Given request:
Rewrite the lines below, requests included, from the line with "wanted | a marker on every instance of the animal's eye" up to and including the final line. Shift every answer point coordinate by adding 150 to each number, but leave the requests and their sample points unchanged.

-- start --

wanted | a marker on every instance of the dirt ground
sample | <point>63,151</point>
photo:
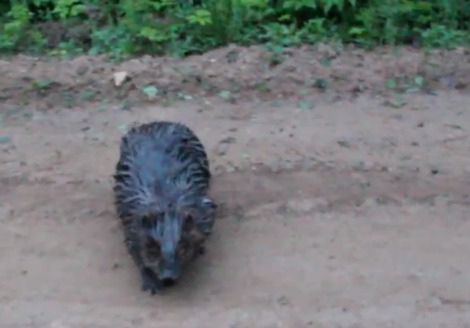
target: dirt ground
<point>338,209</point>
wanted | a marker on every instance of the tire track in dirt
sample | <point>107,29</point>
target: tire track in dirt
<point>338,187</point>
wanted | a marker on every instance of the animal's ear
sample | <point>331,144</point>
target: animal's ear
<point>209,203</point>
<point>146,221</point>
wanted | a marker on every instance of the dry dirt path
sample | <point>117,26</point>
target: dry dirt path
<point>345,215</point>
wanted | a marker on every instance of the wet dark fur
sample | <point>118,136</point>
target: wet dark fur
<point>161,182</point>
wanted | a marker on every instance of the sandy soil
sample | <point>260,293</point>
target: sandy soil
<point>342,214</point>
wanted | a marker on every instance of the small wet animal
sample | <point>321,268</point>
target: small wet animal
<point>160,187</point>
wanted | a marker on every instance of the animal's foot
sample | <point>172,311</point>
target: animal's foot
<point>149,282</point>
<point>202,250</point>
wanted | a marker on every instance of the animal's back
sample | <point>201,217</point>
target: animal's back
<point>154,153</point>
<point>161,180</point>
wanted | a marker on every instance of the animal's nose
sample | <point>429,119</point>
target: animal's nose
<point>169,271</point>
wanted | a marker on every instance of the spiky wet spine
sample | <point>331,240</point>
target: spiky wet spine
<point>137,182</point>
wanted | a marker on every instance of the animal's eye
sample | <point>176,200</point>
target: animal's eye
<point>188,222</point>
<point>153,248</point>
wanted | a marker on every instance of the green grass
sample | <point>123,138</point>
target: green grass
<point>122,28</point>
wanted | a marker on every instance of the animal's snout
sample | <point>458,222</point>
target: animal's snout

-- end --

Correct result:
wanted | a marker on every instance of the animal's eye
sample | <point>176,200</point>
target: animal's eye
<point>338,372</point>
<point>303,398</point>
wanted | a marker on every instance of the green grass
sample | <point>123,138</point>
target: green grass
<point>272,178</point>
wanted | a marker on every instance of the animal's snout
sample | <point>458,222</point>
target: animal's snout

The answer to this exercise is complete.